Document text.
* * * * *

Overall, in the ADS domain, most coverage definitions are based on simple pass/fail ratios, which insufficiently cover the coverage aspect. A proper definition of coverage needs to be based on the ODD since this is the overall aim, based on the safety argumentation, and therefore, the definition needs to be suitable for that. Hence, a domain-specific definition of coverage needs to be embedded into an overall SBT-driven process for generating evidence for the safety argumentation. Such a definition is established in [23,30]. It aligns with the SBT approach for ADS safety validation, as it is based upon LS descriptions defined with PDFs (based on specific metrics) for the respective CPs. The following section briefly explains this.

As mentioned, the following coverage definition aligns with an SBT approach and is based on [23,30]. Based on this notion, the defined target ODD and the ADS behaviour competencies lead to relevant LS. These LSs are defined using CPs with PDFs based on certain metrics, such as the occurrence probability based on real-world data. Since the CPs of each LS define a parameter space, a respective discretisation needs to decide on the exact placement of the test case values to define the CSs, which are subsequently used to test the AV. On the CP level, for each test case value (marked with red dots in Figure 4), the individual coverage contribution is defined by the following equations, which is the area under the PDF between two distinct values

x_{i, a}

and

x_{i, b}

, defined by the parameter discretisation process:

P r (x_{i, a} \leq X \leq x_{i, b}) = \int_{x_{i, a}}^{x_{i, b}} f_{X} (x) d x .

(1)

These values are used to determine the coverage contribution of each CS, which are then aggregated to the LS and ODD levels, as shown in Figure 5a,b. The detailed equations are given in [23]. Furthermore, Figure 5c showcases how, after sorting all CSs based on their individual coverage contribution, a cumulative distribution function (CDF) can be constructed. Based on this, a PDF can be generated. This approach will be essential to the risk acceptance criteria in Section 5.

4.3. Proposed Sampling Method for Efficient Test Case Generation

As presented in the previous chapters, an SBT-driven coverage-based testing method (e.g., [39]) requires a parameter discretisation process providing a traceable approach towards generating CS from given LS descriptions. The following sampling method is in line with the provided definition of coverage in Section 4.2. It enables the determination of the covered areas of LS’, and thus, coverage of the target ODD. The sampling method is presented in [23] and briefly explained as a prerequisite for the risk acceptance criteria presented in Section 5.

In line with the coverage definition of Section 4.2, the presented sampling method uses prior information at the CP level to determine the respective test case values (red points in Figure 5). Concretely, this prior information can come from sources like real-world data, actual AV operation, or virtual testing. Utilising prior information reduces the necessary testing (quantified using the proposed sampling method) while simultaneously enabling parallel execution of the CSs with no restriction regarding the test methods, which also allows efficient test case allocation. In comparison, most other methods solely rely on virtual testing to perform optimisation-driven coverage-based testing, such as determining performance bounds. This is problematic because current virtual testing frameworks lack the necessary fidelity to accurately represent the complete target ODD (e.g., regarding realistic environmental effects). Thus, the gap between the simulation and the real world can falsify the outcome and eventually guide the optimisation in incorrect ways. Hence, the outcome of such simulation studies should only be used to feed the prior CPs of the respective LS to reduce the test effort rather than to determine the final deployment decision.

* * * * *

Mask labeling data
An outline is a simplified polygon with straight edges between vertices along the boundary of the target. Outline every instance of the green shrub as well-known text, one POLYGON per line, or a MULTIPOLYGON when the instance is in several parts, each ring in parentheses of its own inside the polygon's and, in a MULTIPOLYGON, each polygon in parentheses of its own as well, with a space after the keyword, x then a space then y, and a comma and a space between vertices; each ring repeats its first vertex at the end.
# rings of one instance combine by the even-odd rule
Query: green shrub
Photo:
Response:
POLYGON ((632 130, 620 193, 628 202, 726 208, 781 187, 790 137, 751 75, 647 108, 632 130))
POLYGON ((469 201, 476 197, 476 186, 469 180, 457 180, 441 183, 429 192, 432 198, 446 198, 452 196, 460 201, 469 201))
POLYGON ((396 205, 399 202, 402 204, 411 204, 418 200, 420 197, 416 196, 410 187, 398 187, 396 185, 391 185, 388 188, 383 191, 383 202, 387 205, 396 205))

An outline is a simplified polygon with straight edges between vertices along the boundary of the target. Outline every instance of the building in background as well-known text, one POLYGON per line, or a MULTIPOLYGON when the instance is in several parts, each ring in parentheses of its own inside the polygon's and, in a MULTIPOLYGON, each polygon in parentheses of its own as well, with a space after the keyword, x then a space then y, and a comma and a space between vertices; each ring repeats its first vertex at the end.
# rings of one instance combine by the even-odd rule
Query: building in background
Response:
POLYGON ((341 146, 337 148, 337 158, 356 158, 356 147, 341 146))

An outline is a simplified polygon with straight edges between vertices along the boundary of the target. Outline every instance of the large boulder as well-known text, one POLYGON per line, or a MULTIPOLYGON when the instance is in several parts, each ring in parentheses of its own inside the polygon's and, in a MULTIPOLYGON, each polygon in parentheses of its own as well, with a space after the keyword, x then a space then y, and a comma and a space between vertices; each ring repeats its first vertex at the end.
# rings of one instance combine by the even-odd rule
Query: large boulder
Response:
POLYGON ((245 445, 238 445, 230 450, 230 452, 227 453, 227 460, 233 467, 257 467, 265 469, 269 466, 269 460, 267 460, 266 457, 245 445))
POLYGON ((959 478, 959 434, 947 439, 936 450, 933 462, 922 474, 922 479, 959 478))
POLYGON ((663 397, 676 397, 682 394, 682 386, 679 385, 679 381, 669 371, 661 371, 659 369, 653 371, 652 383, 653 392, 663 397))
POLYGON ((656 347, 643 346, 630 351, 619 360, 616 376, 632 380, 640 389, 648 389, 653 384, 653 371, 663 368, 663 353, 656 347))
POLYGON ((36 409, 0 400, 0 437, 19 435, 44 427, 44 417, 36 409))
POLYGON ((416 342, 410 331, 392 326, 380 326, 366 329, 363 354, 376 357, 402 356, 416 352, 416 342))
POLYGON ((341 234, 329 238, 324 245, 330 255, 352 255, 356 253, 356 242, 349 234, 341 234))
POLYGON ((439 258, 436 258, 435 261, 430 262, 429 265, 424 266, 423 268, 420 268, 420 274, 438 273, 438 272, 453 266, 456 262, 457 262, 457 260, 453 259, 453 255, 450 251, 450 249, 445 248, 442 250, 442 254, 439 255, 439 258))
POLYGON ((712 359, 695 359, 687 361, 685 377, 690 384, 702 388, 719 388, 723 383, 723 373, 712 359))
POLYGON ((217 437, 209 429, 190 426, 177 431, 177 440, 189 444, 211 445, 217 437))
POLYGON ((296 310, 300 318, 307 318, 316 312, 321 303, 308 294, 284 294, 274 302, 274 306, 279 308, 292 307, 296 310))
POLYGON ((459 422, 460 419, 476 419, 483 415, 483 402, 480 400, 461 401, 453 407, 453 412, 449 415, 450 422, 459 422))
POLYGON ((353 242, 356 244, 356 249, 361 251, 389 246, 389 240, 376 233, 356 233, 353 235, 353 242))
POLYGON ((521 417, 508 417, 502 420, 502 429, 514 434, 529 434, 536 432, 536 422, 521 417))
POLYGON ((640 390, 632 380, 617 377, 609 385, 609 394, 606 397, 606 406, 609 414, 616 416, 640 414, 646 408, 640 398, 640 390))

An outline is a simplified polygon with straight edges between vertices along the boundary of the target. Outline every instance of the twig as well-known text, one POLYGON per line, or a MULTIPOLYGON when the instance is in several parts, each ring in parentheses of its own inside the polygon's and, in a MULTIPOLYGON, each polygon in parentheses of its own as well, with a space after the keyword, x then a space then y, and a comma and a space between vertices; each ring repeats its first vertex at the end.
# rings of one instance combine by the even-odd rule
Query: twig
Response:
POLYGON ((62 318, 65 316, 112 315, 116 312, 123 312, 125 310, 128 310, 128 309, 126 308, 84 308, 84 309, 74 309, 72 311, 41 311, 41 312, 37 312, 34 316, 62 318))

* * * * *

Given request.
In the text on coverage-based testing, why should the outcome of simulation studies "only be used to feed the prior CPs" rather than decide deployment? Explain in one to three sentences.

Completed exercise.
Current virtual testing frameworks lack the fidelity needed to accurately represent the complete target ODD, for example regarding realistic environmental effects. The gap between simulation and the real world can therefore falsify the outcome and guide the optimization in incorrect ways. Such results are suited only to reducing the test effort, not to making the final deployment decision.